## Teks Halaman
Dalam situasi itu, sejauh ini IPPI telah mengambil sejumlah langkah, seperti memberikan layanan rujukan perempuan yang hidup dengan HIV yang menjadi korban kekerasan, menyediakan sebuah wadah atau komunitas untuk memberikan informasi, meningkatkan pengetahuan dan informasi sebagai bagian dari proses pemulihan.
Selain itu, menyediakan bantuan hukum yang bersahabat dengan perempuan yang hidup dengan HIV serta pendampingan psikologi yang intensif yang berperspektif korban, mudah di akses, dan tidak dipungut biaya.
Adapun tantangan yang dihadapi para perempuan dengan HIV, selain layanan yang belum mengangkat keterkaitan HIV dan kekerasan, layanan rujukan masih belum paham HIV serta pengetahuan tentang seks masih dianggap tabu.
Kendati berada dalam lingkaran dan kekerasan berlapis, di tengah perjuangan untuk berdamai dengan HIV dan melawan stigma, sejumlah perempuan dengan HIV tak menyerah dan terus menjalani hidup meskipun tidak mudah. Karena itu, IPPI merekomendasi pelaku kekerasan apalagi pemerkosaan dalam rumah tangga dan sampai terinfeksi HIV agar dihukum.
”HIV tidak identik dengan kematian dan bukan akhir dari segalanya,” ujar Baby yang membuat film ”Tak Lelah Melawan Stigma” (Tirelessly Fighting Stigma), yang mengangkat perjalanan hidup Baby selama 17 tahun sebagai penyandang HIV, memiliki anak yang negatif, serta bisa produktif dan bekerja di perusahaan swasta. IPPI juga pernah membuat buku yang mengibaratkan perempuan dengan HIV sebagai Kartini bernyawa sembilan.

## Data yang Diberikan
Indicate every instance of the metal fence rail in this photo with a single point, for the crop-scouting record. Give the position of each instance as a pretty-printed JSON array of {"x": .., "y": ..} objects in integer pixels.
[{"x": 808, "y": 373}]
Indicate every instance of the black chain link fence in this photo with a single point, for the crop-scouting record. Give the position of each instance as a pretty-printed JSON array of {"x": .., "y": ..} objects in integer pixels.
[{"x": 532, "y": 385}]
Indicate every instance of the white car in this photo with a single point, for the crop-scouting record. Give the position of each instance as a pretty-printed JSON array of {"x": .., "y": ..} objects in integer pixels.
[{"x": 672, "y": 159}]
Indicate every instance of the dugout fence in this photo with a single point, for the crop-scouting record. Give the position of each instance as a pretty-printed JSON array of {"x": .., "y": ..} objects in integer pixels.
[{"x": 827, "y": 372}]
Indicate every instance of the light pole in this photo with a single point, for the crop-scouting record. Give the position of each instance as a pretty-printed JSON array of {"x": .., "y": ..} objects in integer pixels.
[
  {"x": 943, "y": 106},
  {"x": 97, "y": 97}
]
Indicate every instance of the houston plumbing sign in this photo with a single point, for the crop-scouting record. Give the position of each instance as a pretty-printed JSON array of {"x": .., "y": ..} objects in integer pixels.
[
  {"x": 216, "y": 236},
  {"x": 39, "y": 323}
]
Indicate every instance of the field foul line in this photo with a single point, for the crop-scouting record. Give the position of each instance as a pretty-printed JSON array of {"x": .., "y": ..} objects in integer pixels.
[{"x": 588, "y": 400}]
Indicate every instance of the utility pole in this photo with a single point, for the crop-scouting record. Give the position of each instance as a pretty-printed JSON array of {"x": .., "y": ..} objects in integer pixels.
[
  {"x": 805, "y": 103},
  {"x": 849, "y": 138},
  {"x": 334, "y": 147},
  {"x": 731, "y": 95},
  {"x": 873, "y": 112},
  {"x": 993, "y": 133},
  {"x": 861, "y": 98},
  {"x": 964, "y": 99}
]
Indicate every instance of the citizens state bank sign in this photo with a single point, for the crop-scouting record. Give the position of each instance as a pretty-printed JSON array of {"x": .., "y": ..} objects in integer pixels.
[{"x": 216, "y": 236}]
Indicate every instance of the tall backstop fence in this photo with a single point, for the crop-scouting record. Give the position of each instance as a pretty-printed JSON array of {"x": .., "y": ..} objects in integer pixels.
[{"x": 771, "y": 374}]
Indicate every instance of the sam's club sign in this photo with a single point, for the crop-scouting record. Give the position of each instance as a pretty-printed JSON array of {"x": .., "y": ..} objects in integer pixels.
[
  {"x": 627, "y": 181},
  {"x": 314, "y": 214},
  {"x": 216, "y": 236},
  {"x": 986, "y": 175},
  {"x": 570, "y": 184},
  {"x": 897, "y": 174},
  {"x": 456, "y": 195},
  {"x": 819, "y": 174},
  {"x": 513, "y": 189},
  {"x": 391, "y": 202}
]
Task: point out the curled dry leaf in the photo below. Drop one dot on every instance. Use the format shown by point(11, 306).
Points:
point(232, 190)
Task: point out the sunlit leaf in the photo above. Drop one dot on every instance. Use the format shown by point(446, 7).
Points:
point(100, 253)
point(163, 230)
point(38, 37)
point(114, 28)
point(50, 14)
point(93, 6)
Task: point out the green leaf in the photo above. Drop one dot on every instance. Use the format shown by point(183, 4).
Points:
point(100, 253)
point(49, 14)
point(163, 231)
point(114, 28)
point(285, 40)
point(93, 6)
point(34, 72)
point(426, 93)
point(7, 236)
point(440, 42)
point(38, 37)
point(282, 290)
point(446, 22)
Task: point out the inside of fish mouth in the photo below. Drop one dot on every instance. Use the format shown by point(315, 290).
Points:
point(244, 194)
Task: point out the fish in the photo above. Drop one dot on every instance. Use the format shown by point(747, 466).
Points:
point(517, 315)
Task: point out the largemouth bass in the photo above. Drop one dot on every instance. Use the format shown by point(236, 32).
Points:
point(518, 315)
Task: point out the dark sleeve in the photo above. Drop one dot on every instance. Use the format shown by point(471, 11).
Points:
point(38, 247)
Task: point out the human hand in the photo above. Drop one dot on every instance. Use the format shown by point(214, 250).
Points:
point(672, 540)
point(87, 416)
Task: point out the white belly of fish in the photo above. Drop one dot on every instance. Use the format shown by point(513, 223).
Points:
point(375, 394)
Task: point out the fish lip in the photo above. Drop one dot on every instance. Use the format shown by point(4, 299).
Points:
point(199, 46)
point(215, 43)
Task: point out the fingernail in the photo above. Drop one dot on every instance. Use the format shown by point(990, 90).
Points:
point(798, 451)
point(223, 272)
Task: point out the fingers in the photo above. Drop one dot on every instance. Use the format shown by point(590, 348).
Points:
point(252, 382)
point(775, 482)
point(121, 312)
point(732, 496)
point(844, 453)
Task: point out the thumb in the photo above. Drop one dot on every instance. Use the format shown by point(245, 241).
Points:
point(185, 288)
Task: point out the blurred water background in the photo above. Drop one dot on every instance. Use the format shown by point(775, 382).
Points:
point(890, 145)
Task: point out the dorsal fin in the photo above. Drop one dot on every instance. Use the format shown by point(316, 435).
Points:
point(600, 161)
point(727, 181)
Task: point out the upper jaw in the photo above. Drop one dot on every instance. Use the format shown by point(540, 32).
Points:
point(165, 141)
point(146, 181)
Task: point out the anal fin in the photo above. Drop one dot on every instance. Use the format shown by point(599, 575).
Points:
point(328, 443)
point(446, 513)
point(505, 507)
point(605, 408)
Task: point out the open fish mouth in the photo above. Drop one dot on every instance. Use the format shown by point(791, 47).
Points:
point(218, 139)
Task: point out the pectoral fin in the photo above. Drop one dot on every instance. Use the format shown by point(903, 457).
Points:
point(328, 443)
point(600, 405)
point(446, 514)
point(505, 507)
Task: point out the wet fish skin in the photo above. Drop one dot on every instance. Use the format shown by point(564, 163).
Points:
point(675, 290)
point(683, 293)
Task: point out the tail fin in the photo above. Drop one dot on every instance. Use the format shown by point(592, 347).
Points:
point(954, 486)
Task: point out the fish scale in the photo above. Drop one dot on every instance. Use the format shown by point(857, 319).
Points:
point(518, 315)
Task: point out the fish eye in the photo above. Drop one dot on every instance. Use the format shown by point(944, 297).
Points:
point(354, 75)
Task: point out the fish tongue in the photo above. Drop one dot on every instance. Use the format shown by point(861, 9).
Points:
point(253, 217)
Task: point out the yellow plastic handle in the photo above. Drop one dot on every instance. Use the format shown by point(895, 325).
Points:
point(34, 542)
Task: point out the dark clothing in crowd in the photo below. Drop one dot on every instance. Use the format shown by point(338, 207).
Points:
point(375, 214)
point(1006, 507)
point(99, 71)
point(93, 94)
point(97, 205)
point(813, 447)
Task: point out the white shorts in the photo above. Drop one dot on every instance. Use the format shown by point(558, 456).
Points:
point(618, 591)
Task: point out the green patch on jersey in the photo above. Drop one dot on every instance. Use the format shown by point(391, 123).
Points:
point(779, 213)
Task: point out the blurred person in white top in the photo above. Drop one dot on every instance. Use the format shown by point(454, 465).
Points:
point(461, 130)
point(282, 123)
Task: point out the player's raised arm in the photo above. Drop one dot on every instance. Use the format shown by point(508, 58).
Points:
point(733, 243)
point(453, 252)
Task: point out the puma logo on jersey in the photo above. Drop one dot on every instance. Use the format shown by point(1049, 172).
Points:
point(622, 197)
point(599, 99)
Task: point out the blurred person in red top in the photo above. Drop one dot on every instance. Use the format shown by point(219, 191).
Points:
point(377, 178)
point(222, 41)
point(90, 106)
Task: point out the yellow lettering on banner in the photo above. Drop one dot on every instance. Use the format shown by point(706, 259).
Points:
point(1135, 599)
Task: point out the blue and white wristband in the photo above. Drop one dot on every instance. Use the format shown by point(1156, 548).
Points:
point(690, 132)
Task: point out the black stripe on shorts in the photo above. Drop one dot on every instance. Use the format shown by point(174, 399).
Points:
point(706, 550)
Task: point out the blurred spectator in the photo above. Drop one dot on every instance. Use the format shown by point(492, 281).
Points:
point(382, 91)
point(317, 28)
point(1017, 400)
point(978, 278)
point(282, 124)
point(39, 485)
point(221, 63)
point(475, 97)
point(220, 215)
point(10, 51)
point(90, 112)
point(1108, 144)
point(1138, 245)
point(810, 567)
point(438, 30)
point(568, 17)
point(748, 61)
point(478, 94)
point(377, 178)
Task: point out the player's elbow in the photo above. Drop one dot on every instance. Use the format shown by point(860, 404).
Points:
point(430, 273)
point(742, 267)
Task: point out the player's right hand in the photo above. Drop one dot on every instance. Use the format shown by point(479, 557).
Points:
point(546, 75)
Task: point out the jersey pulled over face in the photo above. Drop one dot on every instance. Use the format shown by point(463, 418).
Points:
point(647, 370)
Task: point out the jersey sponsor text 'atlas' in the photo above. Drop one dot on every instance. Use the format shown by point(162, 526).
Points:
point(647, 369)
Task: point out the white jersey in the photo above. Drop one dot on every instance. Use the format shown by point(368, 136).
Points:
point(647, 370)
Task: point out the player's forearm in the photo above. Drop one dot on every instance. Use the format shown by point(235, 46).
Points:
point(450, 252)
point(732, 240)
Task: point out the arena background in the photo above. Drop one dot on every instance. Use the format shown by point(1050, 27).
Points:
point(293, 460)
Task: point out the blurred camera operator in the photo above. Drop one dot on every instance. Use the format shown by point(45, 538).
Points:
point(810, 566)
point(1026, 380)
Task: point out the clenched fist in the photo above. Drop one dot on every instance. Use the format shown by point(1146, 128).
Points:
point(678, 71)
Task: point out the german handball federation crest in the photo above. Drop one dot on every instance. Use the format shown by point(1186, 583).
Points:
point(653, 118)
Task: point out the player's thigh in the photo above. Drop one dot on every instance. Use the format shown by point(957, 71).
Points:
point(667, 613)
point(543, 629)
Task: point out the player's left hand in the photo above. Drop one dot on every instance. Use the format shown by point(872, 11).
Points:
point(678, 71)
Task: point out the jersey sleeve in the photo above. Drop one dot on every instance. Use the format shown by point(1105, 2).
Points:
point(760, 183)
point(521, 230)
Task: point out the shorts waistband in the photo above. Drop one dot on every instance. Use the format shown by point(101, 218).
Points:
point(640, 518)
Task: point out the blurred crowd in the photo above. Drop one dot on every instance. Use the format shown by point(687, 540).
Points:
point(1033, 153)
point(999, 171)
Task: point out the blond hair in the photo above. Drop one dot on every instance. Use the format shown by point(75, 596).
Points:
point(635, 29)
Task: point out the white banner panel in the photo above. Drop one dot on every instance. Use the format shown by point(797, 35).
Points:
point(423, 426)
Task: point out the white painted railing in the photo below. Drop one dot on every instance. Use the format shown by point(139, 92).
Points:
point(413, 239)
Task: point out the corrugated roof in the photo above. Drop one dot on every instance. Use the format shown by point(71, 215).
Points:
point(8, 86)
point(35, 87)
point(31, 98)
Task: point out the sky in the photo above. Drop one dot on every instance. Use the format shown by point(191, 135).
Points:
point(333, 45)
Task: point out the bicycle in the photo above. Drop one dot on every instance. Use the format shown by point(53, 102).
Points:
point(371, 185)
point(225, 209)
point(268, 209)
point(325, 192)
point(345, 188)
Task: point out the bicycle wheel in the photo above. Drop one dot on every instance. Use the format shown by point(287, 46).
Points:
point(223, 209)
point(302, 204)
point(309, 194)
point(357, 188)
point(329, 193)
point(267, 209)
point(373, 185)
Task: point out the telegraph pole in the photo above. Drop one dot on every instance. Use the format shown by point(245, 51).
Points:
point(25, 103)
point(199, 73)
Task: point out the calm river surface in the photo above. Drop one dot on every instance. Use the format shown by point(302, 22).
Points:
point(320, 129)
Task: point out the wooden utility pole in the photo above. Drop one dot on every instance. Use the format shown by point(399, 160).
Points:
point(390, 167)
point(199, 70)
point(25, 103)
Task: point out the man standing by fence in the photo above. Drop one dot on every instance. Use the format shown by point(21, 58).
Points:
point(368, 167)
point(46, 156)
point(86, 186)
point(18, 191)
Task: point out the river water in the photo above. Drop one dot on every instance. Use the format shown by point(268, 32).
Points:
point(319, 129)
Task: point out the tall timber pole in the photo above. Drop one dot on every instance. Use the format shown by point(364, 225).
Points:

## Soal Latihan
a: Menurut teks tentang perempuan dengan HIV, berapa lama perjalanan hidup Baby sebagai penyandang HIV yang diangkat dalam film "Tak Lelah Melawan Stigma"?
b: Lanjutkan teks tentang perempuan dengan HIV mulai dari sesudah kalimat terakhirnya.
Daftar tersebut tidak berhubungan dengan teks tentang perempuan dengan HIV.

## Daftar Jawaban
a: Selama 17 tahun.

b:
PMI juga rentan terkena HIV
Selama ini, perempuan yang terkena HIV selalu dilekatkan dengan stigma negatif atau dikaitkan dengan moral dan perilaku keseharian. Padahal, perempuan yang mengalami penularan HIV justru kebanyakan bukan dari kelompok berisiko. Salah satunya, perempuan pekerja migran Indonesia (PMI)
Anis Hidayah, Ketua Pusat Studi Migrasi, Migrant CARE, mengungkapkan perempuan PMI rentan saat proses migrasi, mulai dari sebelum berangkat, selama bekerja di negara tujuan, hingga pulang kampung.
Sebelum berangkat risiko terkena HIV, ketika menjadi tes kesehatan, yakni saat penggunaan jarum suntik bekas pakai atau tidak steril, apalagi tes sering dilakukan secara massal dan serentak. Ada juga karena dibujuk rayu untuk berhubungan seksual berisiko, rentan diperkosa oknum petugas Perusahaan Penempatan PMI (P3MI), calo, sponsor, dan lain sebagainya, serta melakukan hubungan seksual berisiko atas dasar suka sama suka.
Saat bekerja di luar negeri, perempuan berisiko tertular HIV karena melakukan perawatan kesehatan menggunakan jarum suntik tidak steril, diperkosa majikan atau jaringan calo, dilecehkan secara seksual oleh majikan, sesama buruh migran dari negara asal atau dari negara lain, serta menjadi korban perdagangan orang. Ketika pulang ada yang diperkosa selama perjalanan pulang atau berhubungan seksual berisiko dengan pasangannya yang lama ditinggalkan tanpa adanya kejelasan aktivitas seksual pasangan.
Sementara itu, perempuan dengan HIV/AIDS juga mengalami diskriminasi di di dunia kerja. Padahal, menurut Early Dewi Nuriana, ILO HIV/AIDS Project Officer, sudah ada rekomendasi ILO 200 terkait HIV/AIDS di dunia kerja, yang mengatur edukasi dan kebijakan nondiskriminasi, kerahasiaan status, akses layanan, dan pengobatan, kelanjutan hak kerja, dan akomodasi yang layak.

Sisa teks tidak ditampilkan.